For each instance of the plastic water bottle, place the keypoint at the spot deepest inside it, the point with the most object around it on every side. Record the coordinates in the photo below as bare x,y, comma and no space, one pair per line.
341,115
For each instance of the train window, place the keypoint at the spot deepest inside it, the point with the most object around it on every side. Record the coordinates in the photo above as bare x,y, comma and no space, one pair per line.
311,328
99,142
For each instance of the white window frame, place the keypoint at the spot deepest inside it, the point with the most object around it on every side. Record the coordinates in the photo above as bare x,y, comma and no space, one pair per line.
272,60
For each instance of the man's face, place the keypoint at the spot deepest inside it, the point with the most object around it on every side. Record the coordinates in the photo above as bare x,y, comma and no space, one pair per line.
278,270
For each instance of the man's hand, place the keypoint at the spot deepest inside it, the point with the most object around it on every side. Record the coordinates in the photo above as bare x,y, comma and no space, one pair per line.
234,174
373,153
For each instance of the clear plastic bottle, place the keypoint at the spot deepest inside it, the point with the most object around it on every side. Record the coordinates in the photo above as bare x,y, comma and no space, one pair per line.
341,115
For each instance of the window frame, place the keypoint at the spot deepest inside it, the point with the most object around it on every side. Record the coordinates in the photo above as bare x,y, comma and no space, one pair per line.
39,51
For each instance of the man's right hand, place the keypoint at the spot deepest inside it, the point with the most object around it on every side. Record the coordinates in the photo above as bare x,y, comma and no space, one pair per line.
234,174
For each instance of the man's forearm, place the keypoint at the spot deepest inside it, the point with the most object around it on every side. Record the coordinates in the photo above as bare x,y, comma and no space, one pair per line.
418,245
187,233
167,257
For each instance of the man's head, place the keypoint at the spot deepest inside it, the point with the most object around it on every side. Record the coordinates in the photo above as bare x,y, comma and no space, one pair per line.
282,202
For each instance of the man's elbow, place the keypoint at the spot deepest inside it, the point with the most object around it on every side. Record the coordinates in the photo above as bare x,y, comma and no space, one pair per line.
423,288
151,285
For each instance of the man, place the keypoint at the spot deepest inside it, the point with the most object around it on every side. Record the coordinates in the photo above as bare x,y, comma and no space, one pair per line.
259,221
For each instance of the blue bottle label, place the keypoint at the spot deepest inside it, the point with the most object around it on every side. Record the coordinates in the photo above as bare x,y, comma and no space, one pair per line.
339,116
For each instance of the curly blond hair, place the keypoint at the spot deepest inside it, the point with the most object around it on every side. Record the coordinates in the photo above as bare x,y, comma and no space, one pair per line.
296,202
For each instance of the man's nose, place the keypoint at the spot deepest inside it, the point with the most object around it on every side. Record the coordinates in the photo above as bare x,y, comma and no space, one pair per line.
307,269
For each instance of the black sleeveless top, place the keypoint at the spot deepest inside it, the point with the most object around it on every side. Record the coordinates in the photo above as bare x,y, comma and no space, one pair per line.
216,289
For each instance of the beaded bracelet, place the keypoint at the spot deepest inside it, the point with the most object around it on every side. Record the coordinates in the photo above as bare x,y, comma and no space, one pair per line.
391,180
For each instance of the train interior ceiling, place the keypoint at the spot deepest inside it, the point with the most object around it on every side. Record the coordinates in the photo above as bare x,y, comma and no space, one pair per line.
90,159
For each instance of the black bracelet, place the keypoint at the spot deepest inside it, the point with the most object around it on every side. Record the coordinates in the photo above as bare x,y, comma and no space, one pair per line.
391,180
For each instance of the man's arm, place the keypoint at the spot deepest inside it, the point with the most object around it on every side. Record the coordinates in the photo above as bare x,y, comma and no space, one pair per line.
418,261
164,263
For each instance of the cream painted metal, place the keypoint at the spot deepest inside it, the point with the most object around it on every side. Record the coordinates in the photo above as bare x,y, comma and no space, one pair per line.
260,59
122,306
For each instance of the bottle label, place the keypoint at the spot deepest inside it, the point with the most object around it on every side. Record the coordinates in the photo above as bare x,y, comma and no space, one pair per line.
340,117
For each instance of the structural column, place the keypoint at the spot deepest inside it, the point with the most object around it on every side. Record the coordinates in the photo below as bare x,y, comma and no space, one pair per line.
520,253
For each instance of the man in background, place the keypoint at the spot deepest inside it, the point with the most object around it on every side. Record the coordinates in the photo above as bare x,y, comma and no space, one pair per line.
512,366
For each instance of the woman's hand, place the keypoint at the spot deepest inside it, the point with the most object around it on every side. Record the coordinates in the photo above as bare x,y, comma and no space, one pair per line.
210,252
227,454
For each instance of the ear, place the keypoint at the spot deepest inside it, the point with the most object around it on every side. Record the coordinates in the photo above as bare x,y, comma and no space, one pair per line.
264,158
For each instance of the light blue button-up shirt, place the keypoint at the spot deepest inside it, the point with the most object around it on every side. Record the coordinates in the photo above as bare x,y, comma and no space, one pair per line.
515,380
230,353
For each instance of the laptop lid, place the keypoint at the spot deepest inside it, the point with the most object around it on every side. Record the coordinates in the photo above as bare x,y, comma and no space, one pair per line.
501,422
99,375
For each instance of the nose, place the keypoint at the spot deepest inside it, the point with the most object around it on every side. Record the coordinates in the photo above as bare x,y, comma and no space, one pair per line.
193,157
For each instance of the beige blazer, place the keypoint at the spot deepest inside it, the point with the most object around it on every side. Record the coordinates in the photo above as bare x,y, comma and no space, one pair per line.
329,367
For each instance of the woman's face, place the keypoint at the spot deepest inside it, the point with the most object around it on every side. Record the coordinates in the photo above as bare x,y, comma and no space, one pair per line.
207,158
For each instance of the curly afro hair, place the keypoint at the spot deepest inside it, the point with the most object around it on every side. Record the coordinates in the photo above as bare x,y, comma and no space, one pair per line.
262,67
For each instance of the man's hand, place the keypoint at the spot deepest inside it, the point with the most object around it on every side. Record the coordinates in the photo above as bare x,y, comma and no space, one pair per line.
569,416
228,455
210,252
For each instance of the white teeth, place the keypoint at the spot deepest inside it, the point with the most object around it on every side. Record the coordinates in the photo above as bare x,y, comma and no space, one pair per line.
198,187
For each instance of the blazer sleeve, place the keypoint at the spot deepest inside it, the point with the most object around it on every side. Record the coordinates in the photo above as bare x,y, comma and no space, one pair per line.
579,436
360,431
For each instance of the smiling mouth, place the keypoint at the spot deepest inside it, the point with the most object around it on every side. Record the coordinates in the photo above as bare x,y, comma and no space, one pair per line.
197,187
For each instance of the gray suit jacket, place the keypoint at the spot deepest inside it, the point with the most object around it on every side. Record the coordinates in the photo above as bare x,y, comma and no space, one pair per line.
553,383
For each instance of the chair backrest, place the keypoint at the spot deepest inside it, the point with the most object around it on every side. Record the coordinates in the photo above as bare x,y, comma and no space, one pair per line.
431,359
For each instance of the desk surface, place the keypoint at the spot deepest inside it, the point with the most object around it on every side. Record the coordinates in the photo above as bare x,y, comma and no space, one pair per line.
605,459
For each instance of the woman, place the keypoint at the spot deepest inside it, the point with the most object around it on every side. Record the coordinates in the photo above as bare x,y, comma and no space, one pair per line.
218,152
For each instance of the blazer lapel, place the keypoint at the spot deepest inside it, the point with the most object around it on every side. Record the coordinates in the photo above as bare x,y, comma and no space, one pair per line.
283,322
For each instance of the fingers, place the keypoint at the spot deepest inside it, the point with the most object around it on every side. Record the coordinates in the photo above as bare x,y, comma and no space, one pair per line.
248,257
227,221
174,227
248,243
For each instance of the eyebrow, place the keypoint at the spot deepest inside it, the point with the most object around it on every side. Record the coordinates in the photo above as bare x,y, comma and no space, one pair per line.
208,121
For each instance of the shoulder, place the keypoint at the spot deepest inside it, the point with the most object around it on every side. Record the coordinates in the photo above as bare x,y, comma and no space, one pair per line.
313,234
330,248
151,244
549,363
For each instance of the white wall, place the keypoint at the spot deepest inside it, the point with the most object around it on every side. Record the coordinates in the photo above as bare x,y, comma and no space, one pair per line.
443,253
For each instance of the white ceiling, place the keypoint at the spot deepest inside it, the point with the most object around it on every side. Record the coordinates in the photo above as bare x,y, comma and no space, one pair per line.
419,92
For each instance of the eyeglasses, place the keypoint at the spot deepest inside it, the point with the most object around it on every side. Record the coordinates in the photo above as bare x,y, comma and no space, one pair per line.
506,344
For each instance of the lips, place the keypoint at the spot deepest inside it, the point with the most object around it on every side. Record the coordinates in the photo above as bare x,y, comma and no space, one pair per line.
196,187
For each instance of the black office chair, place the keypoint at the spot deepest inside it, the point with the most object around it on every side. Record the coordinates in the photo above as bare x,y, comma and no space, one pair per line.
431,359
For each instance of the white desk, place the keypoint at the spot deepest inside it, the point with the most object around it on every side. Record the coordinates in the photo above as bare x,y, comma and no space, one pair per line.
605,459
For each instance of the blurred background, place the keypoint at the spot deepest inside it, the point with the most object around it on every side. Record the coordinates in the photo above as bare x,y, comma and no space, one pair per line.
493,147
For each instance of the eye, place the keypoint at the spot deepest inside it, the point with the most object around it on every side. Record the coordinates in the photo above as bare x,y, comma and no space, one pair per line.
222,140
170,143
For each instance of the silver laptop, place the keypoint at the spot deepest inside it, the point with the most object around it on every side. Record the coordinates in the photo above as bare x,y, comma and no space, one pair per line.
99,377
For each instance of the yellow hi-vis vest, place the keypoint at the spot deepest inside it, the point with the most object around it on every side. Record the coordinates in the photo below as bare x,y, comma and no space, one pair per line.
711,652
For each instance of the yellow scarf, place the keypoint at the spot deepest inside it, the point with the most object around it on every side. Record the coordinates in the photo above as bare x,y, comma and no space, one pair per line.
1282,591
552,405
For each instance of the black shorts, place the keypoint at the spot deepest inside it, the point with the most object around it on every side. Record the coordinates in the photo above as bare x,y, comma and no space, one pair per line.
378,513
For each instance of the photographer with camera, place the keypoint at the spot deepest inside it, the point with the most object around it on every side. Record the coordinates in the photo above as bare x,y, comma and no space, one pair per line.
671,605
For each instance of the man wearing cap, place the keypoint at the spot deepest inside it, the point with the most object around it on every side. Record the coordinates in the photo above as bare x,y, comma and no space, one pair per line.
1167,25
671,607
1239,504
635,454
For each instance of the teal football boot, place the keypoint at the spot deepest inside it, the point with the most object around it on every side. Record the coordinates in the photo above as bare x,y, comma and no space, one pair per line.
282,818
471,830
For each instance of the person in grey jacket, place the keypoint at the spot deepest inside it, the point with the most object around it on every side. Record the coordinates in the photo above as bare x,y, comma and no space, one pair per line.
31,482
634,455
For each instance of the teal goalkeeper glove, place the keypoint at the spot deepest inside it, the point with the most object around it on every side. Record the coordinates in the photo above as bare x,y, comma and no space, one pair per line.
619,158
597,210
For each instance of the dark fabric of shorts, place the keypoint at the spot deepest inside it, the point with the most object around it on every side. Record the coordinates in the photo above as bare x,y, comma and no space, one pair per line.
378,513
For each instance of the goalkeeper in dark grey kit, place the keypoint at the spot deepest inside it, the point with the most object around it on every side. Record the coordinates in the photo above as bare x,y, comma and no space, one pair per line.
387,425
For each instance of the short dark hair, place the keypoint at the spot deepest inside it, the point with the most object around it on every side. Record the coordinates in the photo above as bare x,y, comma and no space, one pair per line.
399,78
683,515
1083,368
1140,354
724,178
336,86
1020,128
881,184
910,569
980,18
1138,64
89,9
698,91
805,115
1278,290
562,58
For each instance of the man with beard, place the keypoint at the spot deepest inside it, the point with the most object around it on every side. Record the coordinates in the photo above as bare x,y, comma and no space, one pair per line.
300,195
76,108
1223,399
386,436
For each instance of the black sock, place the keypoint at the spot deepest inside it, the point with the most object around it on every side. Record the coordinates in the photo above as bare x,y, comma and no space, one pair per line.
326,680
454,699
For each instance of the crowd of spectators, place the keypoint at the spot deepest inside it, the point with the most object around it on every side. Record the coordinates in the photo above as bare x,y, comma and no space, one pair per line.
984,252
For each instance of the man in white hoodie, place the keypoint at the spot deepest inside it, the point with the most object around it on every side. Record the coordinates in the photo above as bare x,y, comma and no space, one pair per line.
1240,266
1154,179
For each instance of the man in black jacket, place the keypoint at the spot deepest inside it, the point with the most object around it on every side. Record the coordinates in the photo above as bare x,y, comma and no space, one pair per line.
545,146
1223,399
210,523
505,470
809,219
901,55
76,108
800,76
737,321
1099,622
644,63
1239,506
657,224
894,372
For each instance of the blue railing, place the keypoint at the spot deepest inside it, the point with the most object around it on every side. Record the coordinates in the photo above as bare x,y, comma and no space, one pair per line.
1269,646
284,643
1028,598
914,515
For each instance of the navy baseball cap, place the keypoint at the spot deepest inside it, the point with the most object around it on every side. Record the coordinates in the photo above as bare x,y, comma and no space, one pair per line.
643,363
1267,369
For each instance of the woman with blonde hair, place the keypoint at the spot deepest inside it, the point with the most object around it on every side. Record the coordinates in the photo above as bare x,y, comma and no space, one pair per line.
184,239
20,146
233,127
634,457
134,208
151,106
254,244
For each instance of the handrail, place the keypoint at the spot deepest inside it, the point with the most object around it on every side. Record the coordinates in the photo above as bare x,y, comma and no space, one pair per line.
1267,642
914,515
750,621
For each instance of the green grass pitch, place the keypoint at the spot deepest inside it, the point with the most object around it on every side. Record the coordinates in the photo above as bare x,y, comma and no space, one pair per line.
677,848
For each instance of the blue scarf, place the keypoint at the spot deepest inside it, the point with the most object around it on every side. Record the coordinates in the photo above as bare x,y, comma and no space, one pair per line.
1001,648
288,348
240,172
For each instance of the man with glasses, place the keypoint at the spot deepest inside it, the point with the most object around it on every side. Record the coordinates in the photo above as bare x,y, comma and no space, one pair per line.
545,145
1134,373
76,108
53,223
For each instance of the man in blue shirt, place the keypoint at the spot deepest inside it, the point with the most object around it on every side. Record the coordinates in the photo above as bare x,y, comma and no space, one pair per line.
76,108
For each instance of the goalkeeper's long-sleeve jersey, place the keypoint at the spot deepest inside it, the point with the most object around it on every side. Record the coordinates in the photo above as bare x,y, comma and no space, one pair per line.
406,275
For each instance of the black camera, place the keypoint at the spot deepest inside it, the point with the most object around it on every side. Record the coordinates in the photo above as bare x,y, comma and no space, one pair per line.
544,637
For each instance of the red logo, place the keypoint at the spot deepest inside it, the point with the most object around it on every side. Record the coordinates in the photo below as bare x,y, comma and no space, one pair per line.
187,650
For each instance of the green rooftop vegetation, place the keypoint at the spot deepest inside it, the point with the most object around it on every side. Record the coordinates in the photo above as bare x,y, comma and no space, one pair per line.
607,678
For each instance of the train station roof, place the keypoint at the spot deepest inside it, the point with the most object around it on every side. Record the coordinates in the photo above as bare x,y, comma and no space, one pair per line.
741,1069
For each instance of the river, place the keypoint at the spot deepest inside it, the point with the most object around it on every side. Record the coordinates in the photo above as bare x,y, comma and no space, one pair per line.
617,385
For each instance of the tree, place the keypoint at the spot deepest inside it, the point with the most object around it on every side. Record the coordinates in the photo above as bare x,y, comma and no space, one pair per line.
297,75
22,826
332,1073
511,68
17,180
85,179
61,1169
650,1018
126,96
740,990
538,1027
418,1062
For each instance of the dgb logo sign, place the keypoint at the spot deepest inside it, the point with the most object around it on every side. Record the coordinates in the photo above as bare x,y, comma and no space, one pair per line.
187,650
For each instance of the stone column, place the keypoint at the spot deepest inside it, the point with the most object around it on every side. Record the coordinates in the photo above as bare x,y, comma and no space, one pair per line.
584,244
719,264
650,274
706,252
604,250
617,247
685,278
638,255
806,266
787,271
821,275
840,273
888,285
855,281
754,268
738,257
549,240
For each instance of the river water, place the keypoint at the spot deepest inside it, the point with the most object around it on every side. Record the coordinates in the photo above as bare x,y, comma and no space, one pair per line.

+++++

> **WORK TO DO**: Each line from the one containing "For each instance of the stone" through the end of the entries, both included, is to be returned exactly, with no other lines.

> **TASK RESULT**:
For each instance of the stone column, place the keypoint at the spot deepest inside it, the point with the most object around it on every side. Record the coordinates in the photo above as bare x,y, comma and no space, one pair per line.
584,244
719,264
650,274
706,252
604,250
617,247
685,278
638,255
806,266
787,271
821,275
840,273
888,285
855,281
754,268
738,257
549,240
For each instance of the river water, place the keypoint at the spot deepest inside it, the point with the most object around it on every side. Record the coordinates in the photo above as bare x,y, comma and no space, one pair per line.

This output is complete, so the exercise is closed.